**Your assignment**: Only an exact copy of the entries will serve as the answer.

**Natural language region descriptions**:
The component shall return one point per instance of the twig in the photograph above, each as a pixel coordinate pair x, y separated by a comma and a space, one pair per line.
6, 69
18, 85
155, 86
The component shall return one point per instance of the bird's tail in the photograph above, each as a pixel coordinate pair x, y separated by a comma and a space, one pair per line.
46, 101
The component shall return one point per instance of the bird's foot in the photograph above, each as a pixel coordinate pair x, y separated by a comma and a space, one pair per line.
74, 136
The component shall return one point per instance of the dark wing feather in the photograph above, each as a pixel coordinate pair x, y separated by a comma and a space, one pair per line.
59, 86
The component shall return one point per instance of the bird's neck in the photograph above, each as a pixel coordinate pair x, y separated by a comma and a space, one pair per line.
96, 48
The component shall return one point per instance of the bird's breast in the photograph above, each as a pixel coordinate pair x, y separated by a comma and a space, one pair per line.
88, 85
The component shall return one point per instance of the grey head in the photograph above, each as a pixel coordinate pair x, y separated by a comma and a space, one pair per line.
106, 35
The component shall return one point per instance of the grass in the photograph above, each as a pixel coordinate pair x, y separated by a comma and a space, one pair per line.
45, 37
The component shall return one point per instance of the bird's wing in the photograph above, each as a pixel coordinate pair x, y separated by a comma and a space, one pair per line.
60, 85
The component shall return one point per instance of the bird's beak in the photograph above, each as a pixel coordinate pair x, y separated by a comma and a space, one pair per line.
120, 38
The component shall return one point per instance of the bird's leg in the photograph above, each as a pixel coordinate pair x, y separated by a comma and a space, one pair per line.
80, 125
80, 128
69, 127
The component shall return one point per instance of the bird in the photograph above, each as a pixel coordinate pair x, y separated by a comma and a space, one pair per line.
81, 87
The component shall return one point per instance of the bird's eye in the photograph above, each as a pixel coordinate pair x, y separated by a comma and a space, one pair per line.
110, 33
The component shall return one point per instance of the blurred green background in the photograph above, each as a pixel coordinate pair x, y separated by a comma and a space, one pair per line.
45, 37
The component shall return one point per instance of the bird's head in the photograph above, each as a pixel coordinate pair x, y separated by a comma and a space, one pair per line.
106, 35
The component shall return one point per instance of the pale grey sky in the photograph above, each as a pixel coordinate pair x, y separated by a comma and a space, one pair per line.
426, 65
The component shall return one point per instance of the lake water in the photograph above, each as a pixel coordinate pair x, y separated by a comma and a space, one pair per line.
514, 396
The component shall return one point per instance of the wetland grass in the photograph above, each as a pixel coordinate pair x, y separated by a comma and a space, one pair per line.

**Task solution**:
The component shall return one point per instance of the twig in the photograph above, each as a pixel coordinate pair x, y separated by a comma and a space, one pair per line.
6, 69
18, 85
155, 86
The component shall return one point per instance of the bird's tail in the photograph above, each as a pixel coordinate pair x, y separated by a comma and a space, one pair per line.
46, 101
The component shall return one point per instance of the bird's foot in the photograph above, each as a pixel coordinate pair x, y separated by a comma and a space, one pair per line.
74, 136
The component shall return one point per instance of the dark wing feather in the photograph above, each as a pixel coordinate pair x, y separated by a comma and a space, one pair per line.
59, 86
The component shall return one point per instance of the bird's neck in the photograph above, each as a pixel coordinate pair x, y separated by a comma and a space, one pair per line.
96, 48
The component shall return one point per instance of the bird's breast in the photograph above, each as a pixel coordinate pair x, y separated by a comma and a space, one pair per line.
88, 85
The component shall return one point per instance of the grey head in the photograph above, each as a pixel coordinate pair x, y separated by a comma and a space, one pair per line.
106, 35
The component shall return one point per instance of the grass in the photograph above, each as a pixel coordinate pair x, y separated by a comma and a space, one pair per line.
45, 37
The component shall return one point per instance of the bird's wing in the photograph above, each as a pixel coordinate pair x, y separated by a comma and a space, one pair per line.
60, 85
The component shall return one point per instance of the bird's beak in the photograph above, each as a pixel coordinate pair x, y separated by a comma and a space, one pair per line.
120, 38
The component shall return one point per instance of the bird's leg in the photograph above, each as a pixel coordinate pair x, y separated by a comma and a space, one pair per line.
80, 125
80, 128
69, 127
The component shall return one point per instance of the bird in the photograph above, each as a pixel coordinate pair x, y separated by a comma and a space, one pair per line.
81, 87
The component shall return one point per instance of the bird's eye in the photograph above, each as a pixel coordinate pair x, y separated by a comma and a space, one pair per line.
110, 33
The component shall return one point per instance of the blurred green background in the photograph above, each as a pixel coordinate pair x, y separated by a comma and a space, one pair per line.
45, 37
The component shall return one point per instance of the bird's head in the photograph above, each as a pixel coordinate pair x, y separated by a comma and a space, one pair per line.
106, 35
The component shall return one point per instance of the pale grey sky in the photograph above, each as a pixel coordinate pair x, y separated by a comma and a space, one pair per line.
426, 65
The component shall return one point per instance of the lake water in the photograph above, each as a pixel coordinate pair x, y separated by a comma and a space, one pair per line.
514, 396
The component shall return one point per instance of the wetland grass in the photograph above, each as a pixel coordinate pair x, y separated by a comma and a space, one pair per line.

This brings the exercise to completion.